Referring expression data
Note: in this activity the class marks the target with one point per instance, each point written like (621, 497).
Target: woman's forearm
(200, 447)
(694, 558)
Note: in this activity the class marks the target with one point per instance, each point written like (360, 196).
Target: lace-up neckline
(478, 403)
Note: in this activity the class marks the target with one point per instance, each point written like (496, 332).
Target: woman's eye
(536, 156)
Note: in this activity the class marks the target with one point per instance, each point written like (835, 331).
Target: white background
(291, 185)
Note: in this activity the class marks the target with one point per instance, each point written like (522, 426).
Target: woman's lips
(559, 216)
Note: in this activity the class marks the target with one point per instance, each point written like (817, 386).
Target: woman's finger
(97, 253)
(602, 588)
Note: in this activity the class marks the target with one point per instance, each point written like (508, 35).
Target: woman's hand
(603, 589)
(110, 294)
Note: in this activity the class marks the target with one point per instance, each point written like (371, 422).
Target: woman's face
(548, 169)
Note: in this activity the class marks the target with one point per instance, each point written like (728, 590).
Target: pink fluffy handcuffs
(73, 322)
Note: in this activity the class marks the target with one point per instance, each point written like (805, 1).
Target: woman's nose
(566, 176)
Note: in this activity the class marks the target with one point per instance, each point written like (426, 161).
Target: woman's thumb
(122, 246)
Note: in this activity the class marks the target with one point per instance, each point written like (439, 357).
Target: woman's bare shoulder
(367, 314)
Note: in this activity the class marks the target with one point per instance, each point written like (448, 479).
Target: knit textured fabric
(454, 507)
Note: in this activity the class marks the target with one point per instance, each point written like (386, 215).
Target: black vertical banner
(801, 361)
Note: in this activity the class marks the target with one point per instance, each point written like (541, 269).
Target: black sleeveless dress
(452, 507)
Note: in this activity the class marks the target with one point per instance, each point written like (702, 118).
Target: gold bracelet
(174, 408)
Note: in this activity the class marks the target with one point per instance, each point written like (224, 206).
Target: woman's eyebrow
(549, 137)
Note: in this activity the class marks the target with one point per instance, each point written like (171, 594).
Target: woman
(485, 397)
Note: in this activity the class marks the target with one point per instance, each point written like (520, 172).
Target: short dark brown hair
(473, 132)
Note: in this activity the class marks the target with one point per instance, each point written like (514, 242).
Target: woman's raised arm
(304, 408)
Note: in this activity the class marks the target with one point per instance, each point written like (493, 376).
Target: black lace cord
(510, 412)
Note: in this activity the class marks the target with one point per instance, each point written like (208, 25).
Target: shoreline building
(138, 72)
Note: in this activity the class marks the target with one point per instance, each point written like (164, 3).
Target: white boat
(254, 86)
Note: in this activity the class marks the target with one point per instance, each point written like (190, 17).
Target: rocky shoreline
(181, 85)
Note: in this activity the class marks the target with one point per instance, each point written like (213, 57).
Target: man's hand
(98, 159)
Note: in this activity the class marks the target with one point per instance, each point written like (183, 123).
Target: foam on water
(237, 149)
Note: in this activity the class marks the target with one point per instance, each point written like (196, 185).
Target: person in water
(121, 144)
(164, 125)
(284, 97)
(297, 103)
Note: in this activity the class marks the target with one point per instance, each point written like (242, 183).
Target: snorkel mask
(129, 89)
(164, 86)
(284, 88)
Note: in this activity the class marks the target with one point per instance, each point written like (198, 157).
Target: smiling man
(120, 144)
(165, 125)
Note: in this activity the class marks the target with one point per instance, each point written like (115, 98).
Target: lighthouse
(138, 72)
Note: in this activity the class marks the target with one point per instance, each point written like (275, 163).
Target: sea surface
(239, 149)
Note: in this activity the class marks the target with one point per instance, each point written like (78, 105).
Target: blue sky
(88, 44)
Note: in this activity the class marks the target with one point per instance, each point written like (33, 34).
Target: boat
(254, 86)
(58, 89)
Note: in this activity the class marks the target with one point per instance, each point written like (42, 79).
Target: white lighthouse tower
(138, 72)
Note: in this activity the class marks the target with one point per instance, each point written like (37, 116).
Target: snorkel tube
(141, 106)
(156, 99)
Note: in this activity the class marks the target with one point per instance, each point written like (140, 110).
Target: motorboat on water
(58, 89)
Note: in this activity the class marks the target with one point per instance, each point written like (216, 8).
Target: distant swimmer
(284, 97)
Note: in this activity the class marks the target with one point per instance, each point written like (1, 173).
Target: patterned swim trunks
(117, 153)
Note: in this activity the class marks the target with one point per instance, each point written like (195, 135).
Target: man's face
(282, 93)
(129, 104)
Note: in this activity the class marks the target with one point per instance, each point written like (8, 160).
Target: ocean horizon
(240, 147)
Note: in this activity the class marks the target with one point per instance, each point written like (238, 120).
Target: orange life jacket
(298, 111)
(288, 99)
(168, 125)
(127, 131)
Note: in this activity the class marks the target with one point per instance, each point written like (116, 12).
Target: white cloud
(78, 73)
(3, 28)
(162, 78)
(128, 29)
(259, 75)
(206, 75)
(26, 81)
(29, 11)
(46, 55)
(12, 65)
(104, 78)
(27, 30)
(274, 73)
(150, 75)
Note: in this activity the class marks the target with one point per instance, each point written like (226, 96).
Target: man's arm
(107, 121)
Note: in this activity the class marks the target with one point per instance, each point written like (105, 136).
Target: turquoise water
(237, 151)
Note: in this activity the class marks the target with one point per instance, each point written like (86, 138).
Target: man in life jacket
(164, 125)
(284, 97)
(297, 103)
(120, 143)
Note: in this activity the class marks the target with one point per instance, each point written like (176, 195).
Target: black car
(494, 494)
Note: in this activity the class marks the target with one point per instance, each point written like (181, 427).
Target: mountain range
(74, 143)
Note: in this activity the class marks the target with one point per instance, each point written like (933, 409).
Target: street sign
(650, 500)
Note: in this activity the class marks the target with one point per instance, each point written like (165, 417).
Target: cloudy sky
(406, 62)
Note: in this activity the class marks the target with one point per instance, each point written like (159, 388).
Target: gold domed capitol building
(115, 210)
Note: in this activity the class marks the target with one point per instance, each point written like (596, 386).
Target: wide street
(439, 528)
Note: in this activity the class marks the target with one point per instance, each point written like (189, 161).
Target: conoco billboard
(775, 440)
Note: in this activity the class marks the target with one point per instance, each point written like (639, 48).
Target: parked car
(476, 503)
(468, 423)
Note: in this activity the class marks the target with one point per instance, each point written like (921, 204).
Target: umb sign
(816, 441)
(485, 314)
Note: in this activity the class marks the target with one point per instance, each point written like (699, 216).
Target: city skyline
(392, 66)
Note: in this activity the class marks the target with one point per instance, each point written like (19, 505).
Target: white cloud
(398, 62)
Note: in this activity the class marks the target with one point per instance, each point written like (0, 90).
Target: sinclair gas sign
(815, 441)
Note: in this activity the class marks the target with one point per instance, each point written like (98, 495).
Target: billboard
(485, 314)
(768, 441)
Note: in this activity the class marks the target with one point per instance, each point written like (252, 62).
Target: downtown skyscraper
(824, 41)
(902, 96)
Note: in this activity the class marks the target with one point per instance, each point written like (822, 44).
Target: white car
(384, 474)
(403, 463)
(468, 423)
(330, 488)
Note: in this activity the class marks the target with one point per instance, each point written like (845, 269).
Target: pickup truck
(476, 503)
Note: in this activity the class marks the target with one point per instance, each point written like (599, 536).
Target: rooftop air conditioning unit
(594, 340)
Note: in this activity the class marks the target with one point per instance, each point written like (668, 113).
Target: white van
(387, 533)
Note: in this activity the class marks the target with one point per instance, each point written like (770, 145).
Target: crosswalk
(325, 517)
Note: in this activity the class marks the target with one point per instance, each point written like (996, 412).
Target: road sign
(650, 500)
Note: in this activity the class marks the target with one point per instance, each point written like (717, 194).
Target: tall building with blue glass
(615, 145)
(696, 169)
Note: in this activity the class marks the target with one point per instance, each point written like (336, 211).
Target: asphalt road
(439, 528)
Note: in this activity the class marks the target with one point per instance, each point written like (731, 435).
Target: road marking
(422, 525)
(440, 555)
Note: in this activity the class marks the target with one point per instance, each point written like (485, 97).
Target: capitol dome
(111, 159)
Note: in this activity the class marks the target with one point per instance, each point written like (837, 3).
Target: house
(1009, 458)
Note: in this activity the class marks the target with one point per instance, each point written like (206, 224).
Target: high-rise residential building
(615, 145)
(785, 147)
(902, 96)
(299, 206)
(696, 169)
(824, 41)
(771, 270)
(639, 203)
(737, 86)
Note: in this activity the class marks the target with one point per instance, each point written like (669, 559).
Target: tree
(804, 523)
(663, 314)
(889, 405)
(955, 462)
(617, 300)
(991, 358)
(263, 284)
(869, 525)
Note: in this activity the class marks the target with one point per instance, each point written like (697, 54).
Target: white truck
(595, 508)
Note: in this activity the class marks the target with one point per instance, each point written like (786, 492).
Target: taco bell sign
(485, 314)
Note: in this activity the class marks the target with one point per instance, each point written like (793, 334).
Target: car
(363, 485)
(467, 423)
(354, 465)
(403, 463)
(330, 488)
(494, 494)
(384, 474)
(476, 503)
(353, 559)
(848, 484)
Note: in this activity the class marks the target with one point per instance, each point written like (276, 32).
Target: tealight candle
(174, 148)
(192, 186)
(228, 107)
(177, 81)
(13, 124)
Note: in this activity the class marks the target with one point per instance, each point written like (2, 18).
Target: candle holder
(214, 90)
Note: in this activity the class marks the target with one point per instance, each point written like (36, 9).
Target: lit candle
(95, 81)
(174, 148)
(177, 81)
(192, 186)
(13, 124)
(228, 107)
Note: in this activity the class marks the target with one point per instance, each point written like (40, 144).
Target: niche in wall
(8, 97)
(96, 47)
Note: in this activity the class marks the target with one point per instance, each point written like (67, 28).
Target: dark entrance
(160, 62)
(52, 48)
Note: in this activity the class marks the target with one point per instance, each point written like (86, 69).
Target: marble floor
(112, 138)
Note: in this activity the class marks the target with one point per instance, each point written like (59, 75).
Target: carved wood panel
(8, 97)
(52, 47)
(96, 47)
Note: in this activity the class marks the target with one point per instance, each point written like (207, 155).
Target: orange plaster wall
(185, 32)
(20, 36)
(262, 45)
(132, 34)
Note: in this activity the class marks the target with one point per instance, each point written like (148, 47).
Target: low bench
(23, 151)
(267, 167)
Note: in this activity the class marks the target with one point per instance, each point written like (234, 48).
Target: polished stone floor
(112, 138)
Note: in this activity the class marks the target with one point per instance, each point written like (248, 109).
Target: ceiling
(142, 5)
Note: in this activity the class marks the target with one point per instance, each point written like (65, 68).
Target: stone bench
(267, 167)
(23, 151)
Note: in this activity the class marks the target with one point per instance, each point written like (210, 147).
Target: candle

Required action: The answer should consist solely of the lines from the first line above through the one with "like (496, 332).", both included, repeated exactly.

Response for this exercise:
Note: in this activity the class marks the target with one point per instance, each point written like (621, 497).
Target: woman's forearm
(200, 447)
(694, 558)
Note: in this activity the class marks the target with one point per instance, each point written like (360, 196).
Target: lace-up neckline
(478, 403)
Note: in this activity the class marks the target with one point per instance, each point written like (496, 332).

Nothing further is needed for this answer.